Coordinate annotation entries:
## BEGIN

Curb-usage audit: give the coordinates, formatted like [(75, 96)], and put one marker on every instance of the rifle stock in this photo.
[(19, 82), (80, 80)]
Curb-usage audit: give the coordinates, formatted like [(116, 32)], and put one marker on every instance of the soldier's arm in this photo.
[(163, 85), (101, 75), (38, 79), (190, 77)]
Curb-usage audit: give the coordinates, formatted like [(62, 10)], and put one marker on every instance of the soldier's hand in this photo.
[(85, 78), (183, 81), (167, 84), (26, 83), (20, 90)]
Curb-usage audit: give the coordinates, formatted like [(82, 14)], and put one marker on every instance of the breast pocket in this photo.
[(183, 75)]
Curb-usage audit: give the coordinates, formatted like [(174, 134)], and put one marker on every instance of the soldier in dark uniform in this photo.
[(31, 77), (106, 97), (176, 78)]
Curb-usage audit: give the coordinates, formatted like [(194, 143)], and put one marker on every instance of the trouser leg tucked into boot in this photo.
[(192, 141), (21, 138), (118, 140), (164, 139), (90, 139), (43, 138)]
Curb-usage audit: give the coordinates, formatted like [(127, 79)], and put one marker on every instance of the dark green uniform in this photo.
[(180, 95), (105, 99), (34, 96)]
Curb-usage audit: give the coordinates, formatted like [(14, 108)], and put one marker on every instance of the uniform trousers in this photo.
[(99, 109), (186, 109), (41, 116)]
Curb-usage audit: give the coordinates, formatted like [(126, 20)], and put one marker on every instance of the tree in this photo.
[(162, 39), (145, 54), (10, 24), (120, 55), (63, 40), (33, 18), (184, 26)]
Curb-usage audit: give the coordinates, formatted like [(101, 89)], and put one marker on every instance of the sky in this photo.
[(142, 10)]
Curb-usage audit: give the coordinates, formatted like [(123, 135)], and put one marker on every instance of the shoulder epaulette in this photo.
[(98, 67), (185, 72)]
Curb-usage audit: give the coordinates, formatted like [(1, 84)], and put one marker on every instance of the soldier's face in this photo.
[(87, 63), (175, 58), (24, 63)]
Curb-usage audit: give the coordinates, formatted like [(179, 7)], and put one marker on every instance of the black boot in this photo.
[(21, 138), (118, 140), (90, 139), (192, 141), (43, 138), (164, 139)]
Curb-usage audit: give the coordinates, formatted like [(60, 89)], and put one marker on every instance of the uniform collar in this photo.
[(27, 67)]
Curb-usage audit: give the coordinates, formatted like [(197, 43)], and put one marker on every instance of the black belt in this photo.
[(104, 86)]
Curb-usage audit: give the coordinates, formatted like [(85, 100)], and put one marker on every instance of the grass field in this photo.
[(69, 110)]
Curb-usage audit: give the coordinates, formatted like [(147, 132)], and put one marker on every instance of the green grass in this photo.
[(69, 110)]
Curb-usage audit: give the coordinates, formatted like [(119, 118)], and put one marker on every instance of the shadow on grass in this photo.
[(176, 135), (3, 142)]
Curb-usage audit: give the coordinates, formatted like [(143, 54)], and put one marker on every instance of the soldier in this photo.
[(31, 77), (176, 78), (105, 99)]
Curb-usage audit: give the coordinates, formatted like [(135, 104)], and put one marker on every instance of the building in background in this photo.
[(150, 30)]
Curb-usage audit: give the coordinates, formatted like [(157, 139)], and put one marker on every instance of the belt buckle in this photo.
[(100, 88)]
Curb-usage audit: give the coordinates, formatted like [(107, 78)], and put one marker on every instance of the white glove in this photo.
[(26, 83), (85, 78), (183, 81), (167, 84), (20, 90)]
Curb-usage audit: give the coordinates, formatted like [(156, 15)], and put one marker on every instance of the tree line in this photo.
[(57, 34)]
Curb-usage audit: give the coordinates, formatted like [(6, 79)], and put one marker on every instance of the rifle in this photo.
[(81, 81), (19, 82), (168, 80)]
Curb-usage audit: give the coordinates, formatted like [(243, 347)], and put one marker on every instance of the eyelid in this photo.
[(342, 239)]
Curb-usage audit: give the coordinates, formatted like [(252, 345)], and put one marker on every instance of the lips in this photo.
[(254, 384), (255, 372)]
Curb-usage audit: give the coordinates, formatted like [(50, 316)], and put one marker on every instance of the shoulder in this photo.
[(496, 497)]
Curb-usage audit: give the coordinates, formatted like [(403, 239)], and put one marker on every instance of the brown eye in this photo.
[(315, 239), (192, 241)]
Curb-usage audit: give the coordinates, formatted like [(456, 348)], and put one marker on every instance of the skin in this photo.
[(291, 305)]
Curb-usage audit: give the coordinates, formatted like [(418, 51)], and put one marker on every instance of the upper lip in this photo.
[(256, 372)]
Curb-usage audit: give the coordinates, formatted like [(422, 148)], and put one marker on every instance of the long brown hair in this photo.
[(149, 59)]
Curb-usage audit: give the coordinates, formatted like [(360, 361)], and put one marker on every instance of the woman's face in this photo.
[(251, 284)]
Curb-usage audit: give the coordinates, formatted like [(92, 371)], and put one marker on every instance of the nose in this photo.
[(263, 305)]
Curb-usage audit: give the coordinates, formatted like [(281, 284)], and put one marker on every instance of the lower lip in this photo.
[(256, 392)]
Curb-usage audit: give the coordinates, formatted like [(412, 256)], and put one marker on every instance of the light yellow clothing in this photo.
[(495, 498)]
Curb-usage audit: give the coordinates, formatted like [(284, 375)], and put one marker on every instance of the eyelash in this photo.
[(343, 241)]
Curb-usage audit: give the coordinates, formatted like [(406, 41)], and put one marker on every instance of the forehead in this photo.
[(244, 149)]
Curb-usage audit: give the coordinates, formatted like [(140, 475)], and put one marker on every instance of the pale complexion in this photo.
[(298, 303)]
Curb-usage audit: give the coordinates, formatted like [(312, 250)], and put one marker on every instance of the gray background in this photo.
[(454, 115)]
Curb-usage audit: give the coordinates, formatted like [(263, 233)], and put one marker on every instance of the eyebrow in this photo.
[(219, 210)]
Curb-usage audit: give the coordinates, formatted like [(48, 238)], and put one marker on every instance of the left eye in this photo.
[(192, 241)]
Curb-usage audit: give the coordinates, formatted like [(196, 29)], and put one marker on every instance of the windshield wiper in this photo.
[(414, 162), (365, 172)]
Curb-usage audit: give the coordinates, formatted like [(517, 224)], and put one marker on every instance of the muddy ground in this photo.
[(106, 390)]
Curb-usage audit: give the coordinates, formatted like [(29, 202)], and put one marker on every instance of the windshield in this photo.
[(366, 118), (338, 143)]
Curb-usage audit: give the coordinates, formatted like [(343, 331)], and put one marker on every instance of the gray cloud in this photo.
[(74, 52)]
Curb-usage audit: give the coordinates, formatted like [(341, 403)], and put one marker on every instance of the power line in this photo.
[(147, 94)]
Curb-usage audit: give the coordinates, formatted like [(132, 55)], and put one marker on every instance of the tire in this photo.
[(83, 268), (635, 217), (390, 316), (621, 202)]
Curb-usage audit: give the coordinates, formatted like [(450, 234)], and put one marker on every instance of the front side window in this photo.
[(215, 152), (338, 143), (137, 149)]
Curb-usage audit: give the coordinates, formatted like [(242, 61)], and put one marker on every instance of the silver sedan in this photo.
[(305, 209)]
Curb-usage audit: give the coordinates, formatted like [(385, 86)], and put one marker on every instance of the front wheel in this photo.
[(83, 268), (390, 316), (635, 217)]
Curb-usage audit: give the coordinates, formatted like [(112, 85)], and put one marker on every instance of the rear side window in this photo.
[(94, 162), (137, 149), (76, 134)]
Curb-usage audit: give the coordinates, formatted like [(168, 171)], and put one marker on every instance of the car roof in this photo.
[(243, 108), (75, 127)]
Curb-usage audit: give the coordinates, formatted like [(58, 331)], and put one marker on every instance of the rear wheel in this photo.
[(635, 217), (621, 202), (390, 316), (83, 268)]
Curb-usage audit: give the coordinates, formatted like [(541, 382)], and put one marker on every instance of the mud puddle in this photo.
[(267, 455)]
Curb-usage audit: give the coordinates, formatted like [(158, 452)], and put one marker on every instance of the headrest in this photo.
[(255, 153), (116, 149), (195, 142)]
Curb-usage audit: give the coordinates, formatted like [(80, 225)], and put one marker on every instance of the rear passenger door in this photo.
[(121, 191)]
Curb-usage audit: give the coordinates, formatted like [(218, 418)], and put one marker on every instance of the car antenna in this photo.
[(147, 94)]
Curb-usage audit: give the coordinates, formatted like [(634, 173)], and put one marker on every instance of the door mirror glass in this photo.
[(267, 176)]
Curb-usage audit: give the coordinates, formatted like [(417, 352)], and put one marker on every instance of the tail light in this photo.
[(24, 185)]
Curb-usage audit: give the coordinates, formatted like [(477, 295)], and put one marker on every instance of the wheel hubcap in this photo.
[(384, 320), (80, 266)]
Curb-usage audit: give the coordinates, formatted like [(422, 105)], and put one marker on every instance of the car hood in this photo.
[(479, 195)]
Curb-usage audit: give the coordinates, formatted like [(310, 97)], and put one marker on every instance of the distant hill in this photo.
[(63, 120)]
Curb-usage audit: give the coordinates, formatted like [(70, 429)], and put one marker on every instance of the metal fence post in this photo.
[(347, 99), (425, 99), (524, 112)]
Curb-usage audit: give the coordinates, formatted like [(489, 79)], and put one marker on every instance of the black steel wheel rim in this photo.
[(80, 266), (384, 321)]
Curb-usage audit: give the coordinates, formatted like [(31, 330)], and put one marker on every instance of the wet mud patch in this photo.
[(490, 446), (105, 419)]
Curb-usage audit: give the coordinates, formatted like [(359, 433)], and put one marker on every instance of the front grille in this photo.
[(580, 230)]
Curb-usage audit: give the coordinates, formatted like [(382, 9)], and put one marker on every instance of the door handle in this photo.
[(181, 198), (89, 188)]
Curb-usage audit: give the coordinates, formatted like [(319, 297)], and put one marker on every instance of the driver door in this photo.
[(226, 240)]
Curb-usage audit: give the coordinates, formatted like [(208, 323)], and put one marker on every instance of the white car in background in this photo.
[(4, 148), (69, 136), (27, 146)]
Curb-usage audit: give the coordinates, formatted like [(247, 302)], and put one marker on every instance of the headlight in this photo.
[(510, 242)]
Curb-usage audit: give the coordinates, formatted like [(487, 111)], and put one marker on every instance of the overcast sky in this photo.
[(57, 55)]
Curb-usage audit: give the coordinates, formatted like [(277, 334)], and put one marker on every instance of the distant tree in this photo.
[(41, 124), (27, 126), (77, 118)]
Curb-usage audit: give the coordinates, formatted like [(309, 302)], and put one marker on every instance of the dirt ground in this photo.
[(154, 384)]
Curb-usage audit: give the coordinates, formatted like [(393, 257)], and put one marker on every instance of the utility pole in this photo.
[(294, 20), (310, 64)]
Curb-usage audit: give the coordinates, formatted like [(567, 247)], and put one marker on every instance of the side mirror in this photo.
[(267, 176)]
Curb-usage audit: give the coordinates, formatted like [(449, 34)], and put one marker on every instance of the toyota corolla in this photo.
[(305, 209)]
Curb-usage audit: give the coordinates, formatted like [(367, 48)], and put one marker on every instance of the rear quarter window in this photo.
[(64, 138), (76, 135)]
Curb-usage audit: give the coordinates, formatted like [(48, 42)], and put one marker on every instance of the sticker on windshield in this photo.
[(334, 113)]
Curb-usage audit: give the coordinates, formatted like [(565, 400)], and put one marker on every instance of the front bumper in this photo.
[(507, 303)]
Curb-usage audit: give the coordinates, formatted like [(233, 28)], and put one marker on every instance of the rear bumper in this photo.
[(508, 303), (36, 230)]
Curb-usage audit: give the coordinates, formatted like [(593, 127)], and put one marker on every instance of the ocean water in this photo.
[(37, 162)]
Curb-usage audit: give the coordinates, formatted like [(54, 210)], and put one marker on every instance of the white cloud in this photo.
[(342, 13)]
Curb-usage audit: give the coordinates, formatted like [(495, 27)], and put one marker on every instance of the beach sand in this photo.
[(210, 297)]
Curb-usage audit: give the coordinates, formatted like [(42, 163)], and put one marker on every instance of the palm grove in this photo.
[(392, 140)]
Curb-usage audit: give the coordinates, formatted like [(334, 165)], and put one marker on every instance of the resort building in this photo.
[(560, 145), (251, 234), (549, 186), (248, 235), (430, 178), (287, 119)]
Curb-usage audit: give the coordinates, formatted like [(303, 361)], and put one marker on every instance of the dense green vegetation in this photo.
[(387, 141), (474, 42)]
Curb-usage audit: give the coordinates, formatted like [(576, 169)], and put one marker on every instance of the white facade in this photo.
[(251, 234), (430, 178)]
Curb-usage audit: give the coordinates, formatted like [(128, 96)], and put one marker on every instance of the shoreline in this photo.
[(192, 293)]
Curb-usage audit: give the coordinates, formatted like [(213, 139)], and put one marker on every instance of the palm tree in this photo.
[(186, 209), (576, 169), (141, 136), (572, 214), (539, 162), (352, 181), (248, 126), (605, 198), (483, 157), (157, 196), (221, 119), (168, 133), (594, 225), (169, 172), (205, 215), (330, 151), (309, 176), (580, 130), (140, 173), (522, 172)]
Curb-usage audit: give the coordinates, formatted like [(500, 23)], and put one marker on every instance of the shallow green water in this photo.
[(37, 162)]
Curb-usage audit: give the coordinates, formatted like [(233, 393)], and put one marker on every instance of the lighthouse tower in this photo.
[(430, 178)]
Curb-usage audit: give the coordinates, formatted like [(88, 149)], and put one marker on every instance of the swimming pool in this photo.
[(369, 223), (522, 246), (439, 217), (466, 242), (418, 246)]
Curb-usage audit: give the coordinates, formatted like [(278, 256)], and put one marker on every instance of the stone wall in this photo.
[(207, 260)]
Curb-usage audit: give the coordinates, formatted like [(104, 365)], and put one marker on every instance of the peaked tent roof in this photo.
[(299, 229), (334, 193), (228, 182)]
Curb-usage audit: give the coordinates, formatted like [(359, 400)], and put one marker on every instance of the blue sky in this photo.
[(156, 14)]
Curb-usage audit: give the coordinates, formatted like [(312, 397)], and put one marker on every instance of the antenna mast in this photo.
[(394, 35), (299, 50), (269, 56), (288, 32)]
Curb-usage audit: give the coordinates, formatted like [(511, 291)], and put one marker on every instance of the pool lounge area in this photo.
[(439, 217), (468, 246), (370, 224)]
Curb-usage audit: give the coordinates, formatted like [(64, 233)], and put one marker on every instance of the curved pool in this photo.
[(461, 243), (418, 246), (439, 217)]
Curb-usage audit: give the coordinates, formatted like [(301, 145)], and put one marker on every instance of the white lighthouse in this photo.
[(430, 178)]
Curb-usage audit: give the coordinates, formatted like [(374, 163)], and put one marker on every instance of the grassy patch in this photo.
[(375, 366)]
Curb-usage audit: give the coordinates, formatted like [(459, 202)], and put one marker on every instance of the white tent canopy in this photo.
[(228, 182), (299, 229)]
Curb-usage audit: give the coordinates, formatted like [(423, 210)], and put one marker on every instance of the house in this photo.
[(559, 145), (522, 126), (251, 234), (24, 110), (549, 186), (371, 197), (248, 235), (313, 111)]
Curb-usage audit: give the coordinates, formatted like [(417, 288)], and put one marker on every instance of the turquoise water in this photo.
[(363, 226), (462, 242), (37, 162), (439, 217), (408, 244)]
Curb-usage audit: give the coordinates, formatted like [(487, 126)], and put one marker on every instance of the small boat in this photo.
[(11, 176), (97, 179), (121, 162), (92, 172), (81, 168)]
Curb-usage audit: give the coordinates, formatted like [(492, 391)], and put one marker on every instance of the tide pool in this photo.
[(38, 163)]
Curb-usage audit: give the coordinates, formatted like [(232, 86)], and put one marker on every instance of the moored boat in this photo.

## END

Rewrite the records from the start through the line containing "[(99, 109), (186, 109), (41, 116)]", inclusive, replacing "Curb-usage audit" with "Curbside review" and leaving everything else unchanged.

Curbside review: give the coordinates, formatted like [(75, 96)], and put one marker on every instance of the rifle stock in this photo.
[(19, 82), (80, 80)]
Curbside review: give the coordinates, formatted like [(116, 32)], and put one marker on every instance of the soldier's arm in this photo.
[(163, 85), (101, 75), (38, 79), (190, 77)]
Curbside review: give the coordinates, formatted like [(62, 10)], and put one marker on every instance of the soldier's hand in this photo.
[(85, 78), (183, 81), (167, 84), (26, 83), (20, 90)]
Curbside review: give the coordinates, formatted like [(82, 14)], and put one marker on every instance of the breast pocket in this photo.
[(183, 75)]
Curbside review: give the coordinates, formatted like [(174, 134)], and put one marker on every instance of the soldier in dark uniform in this photo.
[(31, 77), (106, 97), (176, 78)]
Curbside review: give the coordinates, formatted like [(194, 143)], and put one marker on every instance of the trouser leg tucked into boot in this photo.
[(192, 141), (21, 138), (118, 140), (164, 139), (90, 139), (43, 138)]
Curbside review: give the coordinates, formatted like [(127, 79)], and put one marker on every instance of the dark green uniform in this photo.
[(180, 95), (105, 99), (34, 96)]
Curbside review: give the coordinates, formatted like [(14, 108)], and put one marker on every instance of the uniform trousers in this photo.
[(99, 109), (186, 109), (41, 116)]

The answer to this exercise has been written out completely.